# Assignment
Nothing in the records may be left out or reworded; return them exactly.

(Recorded data)

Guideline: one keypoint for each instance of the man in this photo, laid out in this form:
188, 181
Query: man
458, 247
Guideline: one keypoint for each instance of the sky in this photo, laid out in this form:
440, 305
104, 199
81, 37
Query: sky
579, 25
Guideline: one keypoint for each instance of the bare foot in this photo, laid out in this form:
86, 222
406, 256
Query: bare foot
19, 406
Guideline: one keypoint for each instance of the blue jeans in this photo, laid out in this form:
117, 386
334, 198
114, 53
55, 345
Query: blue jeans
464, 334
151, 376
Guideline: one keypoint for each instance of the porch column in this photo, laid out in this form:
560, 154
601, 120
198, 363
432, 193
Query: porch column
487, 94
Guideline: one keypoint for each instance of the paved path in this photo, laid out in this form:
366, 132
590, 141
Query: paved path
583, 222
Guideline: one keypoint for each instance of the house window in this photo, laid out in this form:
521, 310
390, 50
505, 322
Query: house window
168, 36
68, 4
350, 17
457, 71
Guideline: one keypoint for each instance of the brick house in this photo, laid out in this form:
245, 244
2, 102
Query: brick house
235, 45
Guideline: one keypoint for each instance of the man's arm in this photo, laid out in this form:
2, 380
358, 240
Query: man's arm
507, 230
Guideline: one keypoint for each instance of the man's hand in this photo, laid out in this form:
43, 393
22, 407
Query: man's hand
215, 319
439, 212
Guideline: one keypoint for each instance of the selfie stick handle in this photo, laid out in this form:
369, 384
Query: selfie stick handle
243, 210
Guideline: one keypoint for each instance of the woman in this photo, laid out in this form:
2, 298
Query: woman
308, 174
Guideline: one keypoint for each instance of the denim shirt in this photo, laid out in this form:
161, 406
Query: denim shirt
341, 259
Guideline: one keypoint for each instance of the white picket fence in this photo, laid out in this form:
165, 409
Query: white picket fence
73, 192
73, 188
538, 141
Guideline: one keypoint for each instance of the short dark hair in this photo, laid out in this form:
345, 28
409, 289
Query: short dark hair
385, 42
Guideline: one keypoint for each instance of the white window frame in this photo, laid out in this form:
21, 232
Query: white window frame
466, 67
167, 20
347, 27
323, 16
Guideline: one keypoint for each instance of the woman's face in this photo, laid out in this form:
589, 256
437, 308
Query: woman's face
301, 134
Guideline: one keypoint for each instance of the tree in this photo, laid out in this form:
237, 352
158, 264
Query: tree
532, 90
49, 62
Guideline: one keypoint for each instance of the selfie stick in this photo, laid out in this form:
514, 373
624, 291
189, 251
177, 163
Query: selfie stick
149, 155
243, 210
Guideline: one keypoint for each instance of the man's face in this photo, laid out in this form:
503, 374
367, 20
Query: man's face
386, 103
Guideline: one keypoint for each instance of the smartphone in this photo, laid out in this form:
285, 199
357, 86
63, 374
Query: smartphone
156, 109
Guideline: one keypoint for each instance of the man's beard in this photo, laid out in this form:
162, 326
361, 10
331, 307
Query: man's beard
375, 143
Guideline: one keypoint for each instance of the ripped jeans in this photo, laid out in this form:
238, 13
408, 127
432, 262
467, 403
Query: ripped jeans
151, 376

# Finished exercise
Guideline: one keypoint for each instance of the man in this photo, laid out in this form:
188, 181
Query: man
458, 247
Guideline: one keypoint for each instance of the sky in this photo, laid out in this form:
440, 305
104, 199
81, 37
Query: sky
579, 25
Guideline: one keypoint for each instance of the bare foot in this photo, laid out in this form:
86, 222
406, 256
Query: bare foot
19, 406
Guideline: one keypoint for each instance of the blue jeans in this photo, laid out in this form:
117, 386
334, 198
114, 53
55, 345
Query: blue jeans
464, 334
151, 376
Guideline: one keypoint for each instance of the porch column in this photo, laid out in this form:
560, 154
601, 120
198, 363
432, 193
Query: porch column
487, 94
Guideline: one keypoint for each instance of the paved path in this photo, laid out in this form:
366, 132
590, 141
Query: paved path
583, 222
Guideline: one keypoint for each instance of the house window in this photo, laid out in this form:
521, 310
390, 50
505, 322
Query: house window
168, 36
68, 4
350, 17
457, 71
Guideline: one keypoint for each instance of the brick house in this photo, laid out in this form:
245, 244
2, 102
Query: brick house
235, 45
Guideline: one keypoint for each instance of the man's arm in this photo, laid out in this form:
2, 380
358, 240
Query: man's arm
507, 230
Guideline: one keypoint for each instance of the man's hand in this photo, laid out in this form:
43, 393
22, 407
Query: man's hand
215, 319
439, 212
Guideline: one keypoint for each instance of the selfie stick handle in this photo, laid out in this form:
369, 384
Query: selfie stick handle
243, 210
Guideline: one keypoint for each instance of the woman in this photo, laid out in this form:
2, 298
Query: woman
308, 174
Guideline: one keypoint for each instance of the denim shirt in this photo, laid out in this form:
161, 406
Query: denim shirt
341, 259
Guideline: one keypoint for each instance of the white picket fence in this photo, laid out in this form:
165, 409
Query: white picket fence
73, 192
73, 188
538, 141
Guideline: one keypoint for each instance of the short dark hair in this photo, laid out in this form:
345, 28
409, 289
Query: short dark hair
385, 42
Guideline: one keypoint for each instance of the white window frame in this photo, laid out in this form:
21, 232
Query: white window frame
466, 67
167, 20
347, 27
323, 16
Guideline: one keypoint for each instance of the woman's face in this photo, laid out in this form:
589, 256
437, 308
Query: woman's face
301, 134
Guideline: one keypoint for each instance of the tree in this photo, laid out in this form:
237, 352
158, 264
Query: tree
532, 90
49, 62
Guideline: one keypoint for each instance of the selfie stick in this photo, laid out in this form:
514, 373
624, 291
189, 251
177, 163
Query: selfie stick
149, 155
243, 210
Guideline: one keypoint for each instance of the man's face in this photo, laid out in this form:
503, 374
367, 20
Query: man's face
386, 103
Guideline: one keypoint for each instance of the smartphone in this photo, laid out in this form:
285, 199
357, 86
63, 374
Query: smartphone
156, 109
Guideline: one keypoint for each instance of the man's beard in this photo, laid out in this form:
162, 326
361, 10
331, 307
Query: man's beard
375, 143
Guideline: one keypoint for each instance of the ripped jeans in this photo, laid out in this form:
238, 13
408, 127
432, 262
467, 403
Query: ripped jeans
151, 376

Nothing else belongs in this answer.